__本文__:
説明

コンベヤベルトの耐挫屈性能評価方法

【課題】コンベヤベルトの現実の耐挫屈性能と整合性のある評価を可能にしたコンベヤベルトの耐挫屈性能評価方法を提供する。
【解決手段】複数の心体層2をコートゴム層3を介して積層した心体部の試験サンプルを用いて、取得した引張弾性率および曲げ弾性率に基づいて、コンベヤベルトの固有値解析モデル7の材料特性値を設定し、この固有値解析モデル7を用いて有限要素解析により算出したコンベヤベルトの臨界挫屈荷重とコンベヤベルトを曲げたときに生じる反力との比である固有値Evに基づいてコンベヤベルトの耐挫屈性能を評価する。

【発明の詳細な説明】
【技術分野】
【0001】
本発明は、コンベヤベルトの耐挫屈性能評価方法に関し、さらに詳しくは、コンベヤベルトの現実の耐挫屈性能と整合性のある評価を可能にしたコンベヤベルトの耐挫屈性能評価方法に関するものである。

__データ一覧__:
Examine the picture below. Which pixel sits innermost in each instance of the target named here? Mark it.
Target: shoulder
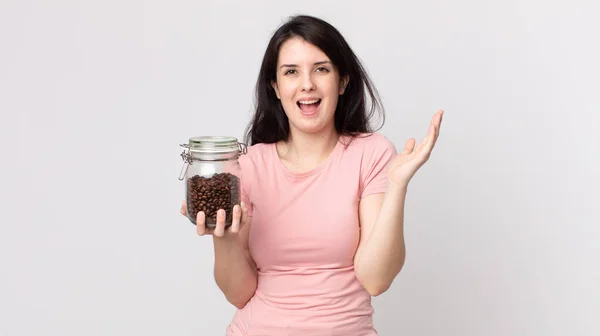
(256, 155)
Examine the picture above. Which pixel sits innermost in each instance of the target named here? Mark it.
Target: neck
(305, 151)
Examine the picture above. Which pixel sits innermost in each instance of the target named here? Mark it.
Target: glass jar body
(211, 186)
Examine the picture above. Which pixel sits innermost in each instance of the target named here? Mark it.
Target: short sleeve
(376, 156)
(246, 182)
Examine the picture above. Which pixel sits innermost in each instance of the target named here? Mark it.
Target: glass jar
(212, 176)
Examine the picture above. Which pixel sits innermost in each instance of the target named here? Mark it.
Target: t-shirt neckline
(313, 171)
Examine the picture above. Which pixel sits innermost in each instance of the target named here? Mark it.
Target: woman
(320, 228)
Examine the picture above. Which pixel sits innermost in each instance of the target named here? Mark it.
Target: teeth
(308, 101)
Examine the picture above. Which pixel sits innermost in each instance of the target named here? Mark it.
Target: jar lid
(214, 144)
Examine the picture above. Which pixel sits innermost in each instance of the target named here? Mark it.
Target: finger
(244, 213)
(235, 222)
(220, 227)
(409, 146)
(183, 209)
(201, 223)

__次の設問__:
a – コンベヤベルトの文章について、次の問いに答えよ。
(i) 【課題】で提供するとされる評価方法は、何を可能にしたものか。
(ii) 固有値Evは何と何の比か。
(iii) 固有値解析モデル7の材料特性値は、何に基づいて設定されるか。
b – 次の各記述はコンベヤベルトの文章の内容と一致するか。「はい」か「いいえ」で答え、判断の根拠となる文章中の語句をそのまま引用せよ。
(i) 臨界挫屈荷重は有限要素解析によって算出される。
(ii) 固有値解析モデル7の材料特性値は、引張弾性率だけに基づいて設定される。
(iii) 試験サンプルの心体層は、コートゴム層を介さずに積み重ねられている。
c – コンベヤベルトの文章を、最後の文の後から引き継いで書き進めよ。
エントリはコンベヤベルトの文章とは別個の資料である。

__解答__:
a –
(i) コンベヤベルトの現実の耐挫屈性能と整合性のある評価
(ii) コンベヤベルトの臨界挫屈荷重と、コンベヤベルトを曲げたときに生じる反力との比
(iii) 取得した引張弾性率および曲げ弾性率

b –
(i) はい。「有限要素解析により算出した」
(ii) いいえ。「引張弾性率および曲げ弾性率に基づいて」
(iii) いいえ。「複数の心体層2をコートゴム層3を介して積層した」

c –
【背景技術】
【0002】
従来、心体層を複数積層したコンベヤベルトでは、プーリ径が小さくなる程、プーリ巻付け内周側が波打つようにしわになり、プーリ巻付け内周側の心体には挫屈が生じることが知られている(例えば、特許文献1参照)。このように心体が挫屈したコンベヤベルトを使用し続ければ、心体強度の著しい低下や心体の破断等の不具合につながり、コンベヤベルトを使用することができなくなる。そこで、予めコンベヤベルトの耐挫屈性能を把握することが必要である。
【0003】
ところが、心体の挫屈には、プーリに巻付いたコンベヤベルトの中立軸よりも内周側に生じる圧縮応力や心体の剛性等の種々の要因が、複雑に絡み合って影響を与えていると考えられている。そのため、コンベヤベルトの現実の耐挫屈性能と整合性のある適切な評価を行なうことができる評価方法を確立することは困難であった。
【特許文献1】特開平8−81029号公報
【発明の開示】
【発明が解決しようとする課題】
【0004】
本発明の目的は、コンベヤベルトの現実の耐挫屈性能と整合性のある評価を可能にしたコンベヤベルトの耐挫屈性能評価方法を提供することにある。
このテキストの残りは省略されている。